SOURCE:
· · · ·
Configuring Access to the Cache
Restricting Access to External Sites - relevant to organisational policies
# --&gt; Domains &amp; URLS to block
http_access deny block_pornURL
http_access deny block_pornDOM
http_access deny block_advertisersURL
http_access deny block_advertisersDOM
http_access deny block_entertainmentURL
http_access deny block_entertainmentDOM
http_access deny block_anonymizersDOM

Our access configuration remains largely the same, we're just using more acls.

##
## SPECIAL PRIVILEGE SECTION FOR ADMINISTRATORS
## 
http_access allow users_sysadmin dst_all

One change we implement is to allow administrators greater freedom to the Internet, restricting their access only to sites specifically limited by the network policy and organisational policy.

userssysadmin is a proxy authentication acl, so this allow sequence will only be made available if the client user can authenticate to the users listed with userssysadmin (in our example: AdminID1, and AdminID2)

http_access deny block_webhostURL
http_access deny block_webhostDOM
http_access deny block_badlangURL
http_access deny block_piratesURL
http_access deny block_piratesDOM 
http_access deny block_filesURLPATH

We now restrict external access via the domain portion of the URL, giving us greater freedom to use words that would otherwise cause significant problem if used in the complete URL. We can also provide a set of limited users extra privileges, independent of the machines they are using.
· · · ·
Items from a data source:
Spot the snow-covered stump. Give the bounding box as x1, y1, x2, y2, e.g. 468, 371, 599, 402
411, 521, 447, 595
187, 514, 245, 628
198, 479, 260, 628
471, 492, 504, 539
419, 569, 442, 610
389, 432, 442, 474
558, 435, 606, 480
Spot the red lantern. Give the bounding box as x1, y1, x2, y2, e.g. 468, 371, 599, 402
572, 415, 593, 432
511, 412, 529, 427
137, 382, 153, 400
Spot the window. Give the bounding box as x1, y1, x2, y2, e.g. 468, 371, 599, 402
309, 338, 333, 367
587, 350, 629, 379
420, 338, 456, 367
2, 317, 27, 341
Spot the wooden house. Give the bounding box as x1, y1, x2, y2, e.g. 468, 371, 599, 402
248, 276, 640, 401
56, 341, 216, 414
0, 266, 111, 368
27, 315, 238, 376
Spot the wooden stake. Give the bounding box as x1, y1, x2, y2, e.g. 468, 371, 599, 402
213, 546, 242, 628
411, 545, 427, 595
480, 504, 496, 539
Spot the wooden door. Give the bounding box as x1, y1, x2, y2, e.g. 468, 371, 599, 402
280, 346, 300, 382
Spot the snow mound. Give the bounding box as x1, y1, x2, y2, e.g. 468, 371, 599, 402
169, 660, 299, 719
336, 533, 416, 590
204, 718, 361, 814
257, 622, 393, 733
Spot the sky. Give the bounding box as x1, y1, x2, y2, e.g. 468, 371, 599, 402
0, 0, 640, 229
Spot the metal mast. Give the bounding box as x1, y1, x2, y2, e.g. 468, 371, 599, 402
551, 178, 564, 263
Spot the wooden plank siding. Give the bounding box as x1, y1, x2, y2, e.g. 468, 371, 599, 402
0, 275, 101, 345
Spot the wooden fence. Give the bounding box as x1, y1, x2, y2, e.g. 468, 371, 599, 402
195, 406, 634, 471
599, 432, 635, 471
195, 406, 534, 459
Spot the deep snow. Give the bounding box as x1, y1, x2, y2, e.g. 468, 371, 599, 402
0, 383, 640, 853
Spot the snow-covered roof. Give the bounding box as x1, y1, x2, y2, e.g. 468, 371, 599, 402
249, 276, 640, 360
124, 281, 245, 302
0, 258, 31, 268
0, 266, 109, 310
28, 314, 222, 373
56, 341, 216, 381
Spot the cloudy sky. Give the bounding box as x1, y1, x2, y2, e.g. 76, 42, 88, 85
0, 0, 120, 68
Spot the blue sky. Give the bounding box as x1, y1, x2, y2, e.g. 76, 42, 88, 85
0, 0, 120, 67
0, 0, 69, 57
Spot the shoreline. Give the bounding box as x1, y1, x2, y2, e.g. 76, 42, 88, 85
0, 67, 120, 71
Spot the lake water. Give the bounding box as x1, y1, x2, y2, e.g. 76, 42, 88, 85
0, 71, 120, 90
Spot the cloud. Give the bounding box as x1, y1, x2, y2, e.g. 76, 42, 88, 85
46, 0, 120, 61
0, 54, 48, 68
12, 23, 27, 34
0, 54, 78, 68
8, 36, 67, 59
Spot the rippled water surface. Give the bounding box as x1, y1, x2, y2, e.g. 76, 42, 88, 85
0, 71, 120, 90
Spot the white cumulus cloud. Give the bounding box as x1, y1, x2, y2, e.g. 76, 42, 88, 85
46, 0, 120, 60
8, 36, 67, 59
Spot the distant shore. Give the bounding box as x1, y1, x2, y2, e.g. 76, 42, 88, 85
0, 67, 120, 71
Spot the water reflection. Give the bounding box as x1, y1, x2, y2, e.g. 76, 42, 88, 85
· · · ·
YOUR TASKS:
[1] Translate this sentence from the cache access text into Spanish: "One change we implement is to allow administrators greater freedom to the Internet, restricting their access only to sites specifically limited by the network policy and organisational policy."
[2] Please print the part of the cache access text starting with "One change we" and going on through "they are using.", with nothing altered.

PER-TASK OUTPUTS:
[1] Un cambio que implementamos es permitir a los administradores mayor libertad de acceso a Internet, restringiendo su acceso únicamente a los sitios limitados específicamente por la política de red y la política organizativa.

[2]
One change we implement is to allow administrators greater freedom to the Internet, restricting their access only to sites specifically limited by the network policy and organisational policy.

userssysadmin is a proxy authentication acl, so this allow sequence will only be made available if the client user can authenticate to the users listed with userssysadmin (in our example: AdminID1, and AdminID2)

http_access deny block_webhostURL
http_access deny block_webhostDOM
http_access deny block_badlangURL
http_access deny block_piratesURL
http_access deny block_piratesDOM 
http_access deny block_filesURLPATH

We now restrict external access via the domain portion of the URL, giving us greater freedom to use words that would otherwise cause significant problem if used in the complete URL. We can also provide a set of limited users extra privileges, independent of the machines they are using.